**Excerpted text**
□ □ □ □ □ □ □
SHEPPERD: Right. Exactly. That's what brought all of this equipment in, is the ability to bring it into bases like that, take it out. It's a superb asset to have in this region. Bases are extremely important, as our ports, of course.

BLITZER: If you take a look at what other assets, air, ground, naval, the U.S. has in the region, briefly, General, a lot of these "Ts" are being crosses and "Is" are being dotted.

SHEPPERD: Yes, they're really checking out the infrastructure. Captains and majors are out there thinking about shooting in battle, and the generals are thinking about support, support of the troops and support of the war effort. Logistics are very, very important and that's what Qatar is about, the logistics.

BLITZER: Donald Shepperd, we'll be talking a lot over these next several days, you and me here in Qatar with the rest of our CNN team. Thanks very much.

SHEPPERD: You bet.

BLITZER: We have a lot more coverage on this special edition of CNN PRESENTS including those U.N. weapons inspectors. What do they do now that the Iraqis have handed over all of those documents? I'll speak with a former chief United Nations weapons inspector Richard Butler. He'll be here as our special coverage continues.

(COMMERCIAL BREAK)

ANNOUNCER: This is a special edition of CNN PRESENTS, SHOWDOWN: IRAQ, WAR GAMES.

BLITZER: Welcome back. I'm Wolf Blitzer reporting tonight from the Persian Gulf in Qatar. The Iraqis have handed over thousands of pages of documents to United Nations weapons inspectors. They did that earlier in Baghdad. The declaration, as required by the United Nations Security Council resolution included spiral-bound documents and CD ROMs handed over to U.N. officials in Baghdad.

From there, the reports will be flown to U.N. Headquarters in New York and to the International Atomic Energy Agency in Vienna, Austria for analysis. It's expected to take several days, if not weeks for a complete review of all of these documents. Iraqi officials insist that the 11,000 pages will vindicate them, that they will have no weapons of mass destruction. They insist that the Bush administration will then have no reason to go to war against Iraq.

At the same time, U.S. and other intelligence services will be very anxious to take a look and see what exactly is in those documents. Our national security correspondent David Ensor has a closer look.

(BEGIN VIDEOTAPE)

DAVID ENSOR, CNN NATIONAL SECURITY CORRESPONDENT (voice over): United Nations officials will pour over Iraq's weapons declaration documents and U.S., British and other officials from governments permanently on the U.N. Security Council also expect to have access to them very quickly. All will be comparing what weapons Saddam Hussein says he has with what they believe he really has, looking especially in the U.S. case with a very skeptical eye.

DONALD RUMSFELD, DEFENSE SECRETARY: The United States knows that Iraq has weapons of mass destruction. The U.K. knows that they have weapons of mass destruction. Any country on the face of the earth with an active intelligence program knows that Iraq has weapons of mass destruction.
□ □ □ □ □ □ □
**Information supplied**

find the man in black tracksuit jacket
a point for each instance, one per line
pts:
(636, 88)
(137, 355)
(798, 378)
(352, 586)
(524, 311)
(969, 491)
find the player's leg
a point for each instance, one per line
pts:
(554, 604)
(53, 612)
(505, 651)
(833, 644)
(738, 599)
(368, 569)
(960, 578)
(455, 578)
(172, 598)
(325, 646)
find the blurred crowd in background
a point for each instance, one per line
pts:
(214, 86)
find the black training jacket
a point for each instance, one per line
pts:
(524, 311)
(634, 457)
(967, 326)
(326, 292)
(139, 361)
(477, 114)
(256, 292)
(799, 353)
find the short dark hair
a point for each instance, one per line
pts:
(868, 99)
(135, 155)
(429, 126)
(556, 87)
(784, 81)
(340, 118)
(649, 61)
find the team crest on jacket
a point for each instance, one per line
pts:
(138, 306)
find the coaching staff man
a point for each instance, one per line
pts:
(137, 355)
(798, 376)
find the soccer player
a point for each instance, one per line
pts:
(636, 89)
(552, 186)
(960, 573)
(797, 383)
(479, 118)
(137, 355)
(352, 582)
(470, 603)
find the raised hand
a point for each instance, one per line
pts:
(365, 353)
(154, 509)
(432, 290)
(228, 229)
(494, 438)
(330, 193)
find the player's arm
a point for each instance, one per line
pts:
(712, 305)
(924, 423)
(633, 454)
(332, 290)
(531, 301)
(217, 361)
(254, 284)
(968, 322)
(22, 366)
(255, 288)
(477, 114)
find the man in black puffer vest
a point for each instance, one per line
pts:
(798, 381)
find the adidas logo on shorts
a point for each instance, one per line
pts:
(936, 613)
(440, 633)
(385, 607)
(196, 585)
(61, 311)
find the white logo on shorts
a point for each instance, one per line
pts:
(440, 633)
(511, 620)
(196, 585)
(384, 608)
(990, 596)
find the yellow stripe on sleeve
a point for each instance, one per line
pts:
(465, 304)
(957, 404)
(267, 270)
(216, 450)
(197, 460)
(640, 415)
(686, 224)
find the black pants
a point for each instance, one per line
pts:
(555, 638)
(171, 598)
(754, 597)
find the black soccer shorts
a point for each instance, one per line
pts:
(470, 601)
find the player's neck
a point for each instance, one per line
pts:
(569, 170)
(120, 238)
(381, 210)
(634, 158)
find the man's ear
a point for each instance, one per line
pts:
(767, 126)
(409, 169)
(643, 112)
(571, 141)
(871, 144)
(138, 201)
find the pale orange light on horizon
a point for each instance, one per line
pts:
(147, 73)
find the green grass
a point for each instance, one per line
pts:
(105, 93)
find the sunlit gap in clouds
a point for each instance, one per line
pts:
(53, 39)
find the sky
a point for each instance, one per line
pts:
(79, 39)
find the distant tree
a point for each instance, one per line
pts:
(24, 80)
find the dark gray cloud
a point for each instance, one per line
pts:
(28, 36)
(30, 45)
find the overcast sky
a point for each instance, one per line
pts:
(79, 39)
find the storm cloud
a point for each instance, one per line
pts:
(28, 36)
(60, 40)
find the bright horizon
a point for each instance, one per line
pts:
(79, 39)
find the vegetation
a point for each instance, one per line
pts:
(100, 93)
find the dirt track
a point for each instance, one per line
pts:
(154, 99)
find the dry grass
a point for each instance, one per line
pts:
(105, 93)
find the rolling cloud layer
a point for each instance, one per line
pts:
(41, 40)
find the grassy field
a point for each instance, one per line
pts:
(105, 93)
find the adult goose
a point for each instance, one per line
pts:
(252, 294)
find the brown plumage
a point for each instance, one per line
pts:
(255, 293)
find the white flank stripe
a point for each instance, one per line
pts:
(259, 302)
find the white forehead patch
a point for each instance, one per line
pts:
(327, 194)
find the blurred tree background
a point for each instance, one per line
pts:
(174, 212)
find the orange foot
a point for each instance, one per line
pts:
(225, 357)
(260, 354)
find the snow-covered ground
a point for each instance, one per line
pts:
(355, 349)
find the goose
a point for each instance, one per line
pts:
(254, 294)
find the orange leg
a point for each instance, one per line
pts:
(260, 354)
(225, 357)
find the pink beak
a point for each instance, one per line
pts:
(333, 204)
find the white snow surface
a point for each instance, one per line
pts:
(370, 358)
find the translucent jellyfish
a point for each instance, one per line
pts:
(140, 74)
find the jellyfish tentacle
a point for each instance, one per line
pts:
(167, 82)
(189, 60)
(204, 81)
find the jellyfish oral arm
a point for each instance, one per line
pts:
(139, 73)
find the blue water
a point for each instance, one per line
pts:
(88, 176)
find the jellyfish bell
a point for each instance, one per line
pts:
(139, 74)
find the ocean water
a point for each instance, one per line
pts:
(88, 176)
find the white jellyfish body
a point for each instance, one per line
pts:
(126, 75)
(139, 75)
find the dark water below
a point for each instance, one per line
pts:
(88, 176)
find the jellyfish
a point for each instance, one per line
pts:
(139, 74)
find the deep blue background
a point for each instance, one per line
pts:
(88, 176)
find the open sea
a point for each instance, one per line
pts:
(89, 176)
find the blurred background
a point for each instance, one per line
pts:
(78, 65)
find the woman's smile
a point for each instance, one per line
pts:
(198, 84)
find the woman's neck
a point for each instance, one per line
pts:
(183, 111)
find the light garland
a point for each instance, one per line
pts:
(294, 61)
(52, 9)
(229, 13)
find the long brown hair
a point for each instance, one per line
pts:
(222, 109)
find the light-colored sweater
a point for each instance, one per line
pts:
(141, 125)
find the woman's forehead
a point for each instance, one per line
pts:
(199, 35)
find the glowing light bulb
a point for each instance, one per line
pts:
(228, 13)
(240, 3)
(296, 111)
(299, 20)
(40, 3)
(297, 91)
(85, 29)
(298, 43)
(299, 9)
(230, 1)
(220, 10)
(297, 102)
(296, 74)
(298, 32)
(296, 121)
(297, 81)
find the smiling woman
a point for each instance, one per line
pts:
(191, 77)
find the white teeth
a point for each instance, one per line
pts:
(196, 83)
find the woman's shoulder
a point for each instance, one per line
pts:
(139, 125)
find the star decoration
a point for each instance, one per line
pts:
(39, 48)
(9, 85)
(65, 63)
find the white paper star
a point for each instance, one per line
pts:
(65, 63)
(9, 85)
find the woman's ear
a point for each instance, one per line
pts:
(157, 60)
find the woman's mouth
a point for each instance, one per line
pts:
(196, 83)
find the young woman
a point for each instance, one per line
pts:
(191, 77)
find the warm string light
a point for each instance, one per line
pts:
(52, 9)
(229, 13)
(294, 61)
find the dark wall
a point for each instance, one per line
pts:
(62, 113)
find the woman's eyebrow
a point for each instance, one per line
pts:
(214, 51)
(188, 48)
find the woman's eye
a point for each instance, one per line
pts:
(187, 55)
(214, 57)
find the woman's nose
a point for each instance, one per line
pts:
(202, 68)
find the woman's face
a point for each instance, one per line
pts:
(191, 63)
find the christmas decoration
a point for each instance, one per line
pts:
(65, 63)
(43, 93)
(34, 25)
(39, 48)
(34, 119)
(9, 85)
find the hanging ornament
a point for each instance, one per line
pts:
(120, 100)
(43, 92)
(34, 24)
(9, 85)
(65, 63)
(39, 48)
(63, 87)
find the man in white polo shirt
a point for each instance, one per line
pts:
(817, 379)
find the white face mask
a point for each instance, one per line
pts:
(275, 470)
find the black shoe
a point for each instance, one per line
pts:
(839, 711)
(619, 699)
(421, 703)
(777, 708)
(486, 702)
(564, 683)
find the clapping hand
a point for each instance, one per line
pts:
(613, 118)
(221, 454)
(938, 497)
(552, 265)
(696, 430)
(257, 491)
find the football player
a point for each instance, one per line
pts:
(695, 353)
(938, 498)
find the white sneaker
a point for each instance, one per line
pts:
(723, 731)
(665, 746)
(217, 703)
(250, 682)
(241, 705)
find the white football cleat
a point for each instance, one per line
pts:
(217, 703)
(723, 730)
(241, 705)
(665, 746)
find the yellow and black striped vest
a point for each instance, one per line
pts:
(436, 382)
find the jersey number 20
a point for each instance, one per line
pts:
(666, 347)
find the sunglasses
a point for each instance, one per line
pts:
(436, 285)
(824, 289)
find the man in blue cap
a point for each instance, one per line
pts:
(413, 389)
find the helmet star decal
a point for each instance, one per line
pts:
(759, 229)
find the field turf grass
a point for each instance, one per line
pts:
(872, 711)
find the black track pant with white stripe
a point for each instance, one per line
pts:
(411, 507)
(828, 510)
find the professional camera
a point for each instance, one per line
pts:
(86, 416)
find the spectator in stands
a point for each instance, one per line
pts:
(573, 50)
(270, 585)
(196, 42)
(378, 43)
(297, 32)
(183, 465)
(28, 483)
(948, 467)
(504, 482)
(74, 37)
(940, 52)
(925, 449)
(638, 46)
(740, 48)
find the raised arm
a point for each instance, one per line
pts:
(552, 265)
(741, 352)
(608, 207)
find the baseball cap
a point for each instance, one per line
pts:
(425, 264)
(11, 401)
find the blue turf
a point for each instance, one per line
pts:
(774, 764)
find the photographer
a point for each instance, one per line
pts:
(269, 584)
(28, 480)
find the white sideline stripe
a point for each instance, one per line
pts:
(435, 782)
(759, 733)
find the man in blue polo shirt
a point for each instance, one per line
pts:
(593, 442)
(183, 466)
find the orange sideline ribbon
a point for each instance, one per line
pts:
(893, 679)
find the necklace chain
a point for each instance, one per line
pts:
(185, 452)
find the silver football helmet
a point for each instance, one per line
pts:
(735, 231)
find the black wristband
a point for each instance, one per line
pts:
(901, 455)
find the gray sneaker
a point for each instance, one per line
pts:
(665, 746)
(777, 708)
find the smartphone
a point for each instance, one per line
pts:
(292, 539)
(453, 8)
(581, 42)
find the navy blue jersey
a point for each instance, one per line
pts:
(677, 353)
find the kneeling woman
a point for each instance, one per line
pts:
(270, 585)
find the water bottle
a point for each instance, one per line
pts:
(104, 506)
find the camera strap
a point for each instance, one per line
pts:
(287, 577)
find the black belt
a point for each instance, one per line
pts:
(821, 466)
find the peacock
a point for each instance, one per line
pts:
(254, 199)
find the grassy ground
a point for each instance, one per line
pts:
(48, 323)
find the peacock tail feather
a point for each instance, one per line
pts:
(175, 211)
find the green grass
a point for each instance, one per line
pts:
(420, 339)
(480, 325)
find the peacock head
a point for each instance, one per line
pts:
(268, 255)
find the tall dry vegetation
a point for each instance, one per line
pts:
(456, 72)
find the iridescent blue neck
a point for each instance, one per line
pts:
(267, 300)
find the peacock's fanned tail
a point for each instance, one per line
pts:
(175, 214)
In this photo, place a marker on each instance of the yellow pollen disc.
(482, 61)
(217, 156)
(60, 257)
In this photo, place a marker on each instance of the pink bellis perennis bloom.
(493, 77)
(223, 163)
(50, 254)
□ □ □ □ □ □ □
**Aim of the task**
Reproduce the broadcast transcript above word for word, between "SHEPPERD: Right. Exactly." and "ports, of course.", inclusive.

**Finished task**
SHEPPERD: Right. Exactly. That's what brought all of this equipment in, is the ability to bring it into bases like that, take it out. It's a superb asset to have in this region. Bases are extremely important, as our ports, of course.